_Exercise prompt_.
Down to the last line, reproduce the data that follows, but skip the pictures.
=== Provided information ===
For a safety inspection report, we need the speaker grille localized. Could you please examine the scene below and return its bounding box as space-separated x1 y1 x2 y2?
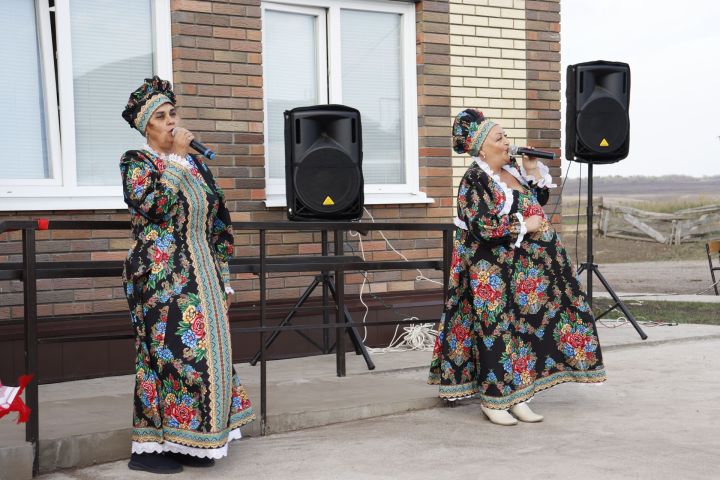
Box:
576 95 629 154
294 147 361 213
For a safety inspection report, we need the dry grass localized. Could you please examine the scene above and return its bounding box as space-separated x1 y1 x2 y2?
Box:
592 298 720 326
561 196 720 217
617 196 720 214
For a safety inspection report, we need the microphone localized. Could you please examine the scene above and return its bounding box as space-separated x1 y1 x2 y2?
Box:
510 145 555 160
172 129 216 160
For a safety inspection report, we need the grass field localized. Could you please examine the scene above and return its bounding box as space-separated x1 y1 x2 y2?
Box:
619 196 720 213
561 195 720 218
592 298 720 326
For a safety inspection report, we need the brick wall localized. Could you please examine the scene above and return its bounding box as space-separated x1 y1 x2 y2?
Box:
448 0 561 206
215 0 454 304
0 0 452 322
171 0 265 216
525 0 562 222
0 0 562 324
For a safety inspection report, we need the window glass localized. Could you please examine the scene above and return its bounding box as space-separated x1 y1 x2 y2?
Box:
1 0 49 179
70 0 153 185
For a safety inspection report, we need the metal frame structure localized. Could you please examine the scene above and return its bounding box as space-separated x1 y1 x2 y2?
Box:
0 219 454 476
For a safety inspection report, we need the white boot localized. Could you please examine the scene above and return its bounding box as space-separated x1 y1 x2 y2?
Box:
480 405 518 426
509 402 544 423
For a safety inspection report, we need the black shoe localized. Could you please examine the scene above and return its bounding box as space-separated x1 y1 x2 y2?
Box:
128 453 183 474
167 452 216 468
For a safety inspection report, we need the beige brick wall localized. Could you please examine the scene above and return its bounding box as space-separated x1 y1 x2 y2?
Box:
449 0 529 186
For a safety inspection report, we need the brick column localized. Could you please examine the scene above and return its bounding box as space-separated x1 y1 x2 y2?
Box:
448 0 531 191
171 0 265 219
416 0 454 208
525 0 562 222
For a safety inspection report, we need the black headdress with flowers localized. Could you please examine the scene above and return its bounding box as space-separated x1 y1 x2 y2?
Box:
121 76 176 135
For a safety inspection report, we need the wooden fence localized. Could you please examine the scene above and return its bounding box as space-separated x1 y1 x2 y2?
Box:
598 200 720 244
===
_Your response_.
For a safety inspection report, we need the speaker grille localized. Could you please examine the scene below and return its bounding box as space-separated x1 y1 x2 y2?
Box:
576 95 629 154
294 147 361 213
For a safety inspection report, we need the dry grass localized. Could you please examine the scene above and return its bounding box as space-separated x1 y1 x2 y2?
Box:
592 298 720 326
561 196 720 217
617 196 720 214
For a safety inspection report, we need the microphone localized. Could you please examine the scene above and return its bounding box as space-separated x1 y1 x2 y2?
Box:
510 145 555 160
172 129 216 160
For a safety inspection report, we need the grass field localized. Could you please examine the scene above and return its bounding box as space-separated x1 y1 x2 y2?
Box:
619 196 720 213
561 195 720 218
592 298 720 326
For a safety inspection report, we need the brick wall localized. Could you please examine the scene above and return its bounding box as space-separated x1 y1 x2 y2?
Box:
448 0 561 206
215 0 454 304
0 0 452 322
171 0 265 216
525 0 562 222
0 0 562 324
For a safety inspection report, we need the window glass localized. Could you please examine the scene above and return its bounding box as space-separated x1 y1 x2 y2?
Box:
1 0 49 179
70 0 153 185
For a safety inspection report, we need the metal frame structure localized. Could you please examine the scene above and return its bounding box as space-separated x1 y1 x2 y2?
Box:
0 219 454 476
For a safety inspection report, we need the white boot localized. Could you please examine the scene above and return its bounding box as space-separated x1 y1 x2 y2?
Box:
480 405 518 426
509 402 544 423
For a safety inspection report, we need the black shoe localized. Could you please examine the scene above and return its bounding box as space-separated x1 y1 x2 y2?
Box:
128 453 183 474
167 452 216 468
For a safety inspection report, we need the beige brick wall localized. Could you please examine the scene above and return its bounding box as space-separated x1 y1 x2 y2?
Box:
449 0 529 186
For a safety inspection report, we need the brick column localized. Could you please examine the scene above and return its bounding box as space-separated x1 y1 x2 y2?
Box:
448 0 531 191
171 0 265 219
416 0 454 208
525 0 562 222
For a safety inspection report, we need the black headdress with flowers localized. Could you please examine the scene above and return its bounding box as space-separated x1 y1 x2 y2?
Box:
121 76 176 135
For a safety inspection report, we need the wooden fence localized. Could you please examine the scene above and return its bounding box as space-separated x1 y1 x2 y2?
Box:
598 200 720 244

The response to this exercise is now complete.